## Requirements
Below are records to be output exactly, every one of them.

## Supplied material
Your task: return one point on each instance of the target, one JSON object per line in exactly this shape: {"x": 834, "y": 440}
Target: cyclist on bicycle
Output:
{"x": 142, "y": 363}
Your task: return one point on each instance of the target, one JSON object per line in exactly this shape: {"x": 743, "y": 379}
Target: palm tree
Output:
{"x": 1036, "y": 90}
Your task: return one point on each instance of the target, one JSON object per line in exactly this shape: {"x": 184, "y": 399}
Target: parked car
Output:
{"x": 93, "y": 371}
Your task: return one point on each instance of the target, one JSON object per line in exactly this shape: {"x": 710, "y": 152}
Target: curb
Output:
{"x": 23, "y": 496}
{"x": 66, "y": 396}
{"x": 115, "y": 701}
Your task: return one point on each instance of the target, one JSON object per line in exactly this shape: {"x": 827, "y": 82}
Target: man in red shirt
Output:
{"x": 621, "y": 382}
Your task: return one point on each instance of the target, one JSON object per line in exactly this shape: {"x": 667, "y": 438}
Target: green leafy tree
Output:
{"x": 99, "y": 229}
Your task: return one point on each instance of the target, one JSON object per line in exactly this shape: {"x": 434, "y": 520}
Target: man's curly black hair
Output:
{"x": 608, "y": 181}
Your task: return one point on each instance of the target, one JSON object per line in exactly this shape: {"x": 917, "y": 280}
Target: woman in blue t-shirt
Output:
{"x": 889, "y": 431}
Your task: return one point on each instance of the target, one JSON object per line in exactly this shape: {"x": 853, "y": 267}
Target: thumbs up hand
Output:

## Output below
Your task: return one point on each instance of the target, one JSON object per line in exactly this shape: {"x": 834, "y": 440}
Target: cyclist on bicycle
Output:
{"x": 142, "y": 363}
Your task: return one point on each instance of the target, one JSON object per line in exactly this shape: {"x": 743, "y": 379}
Target: palm tree
Output:
{"x": 1036, "y": 90}
Your task: return one point on each instance of the target, one JSON object per line in exactly this shape: {"x": 184, "y": 399}
Target: parked car
Output:
{"x": 93, "y": 371}
Your task: return one point on each instance of the target, one JSON object per line in exactly this shape: {"x": 710, "y": 152}
Target: curb
Output:
{"x": 23, "y": 496}
{"x": 66, "y": 396}
{"x": 115, "y": 701}
Your task: return one point on each instance of the target, one JSON object per line in exactly this shape: {"x": 827, "y": 82}
Target: man in red shirt
Output:
{"x": 621, "y": 382}
Your task: return one point on each instance of the target, one JSON object per line in exactly this shape: {"x": 667, "y": 438}
Target: green leafy tree
Output:
{"x": 99, "y": 229}
Your task: return one point on each instance of the target, one JSON object per line in exactly this shape: {"x": 434, "y": 520}
Target: man's curly black hair
Output:
{"x": 608, "y": 181}
Your task: return one point on each instance of the target, one JSON object per line in exactly this shape: {"x": 917, "y": 280}
Target: woman in blue t-shirt
Output:
{"x": 889, "y": 431}
Your task: return one point on each instance of the target, one JSON object per line in exactly this shape: {"x": 853, "y": 267}
Target: thumbs up hand
Output:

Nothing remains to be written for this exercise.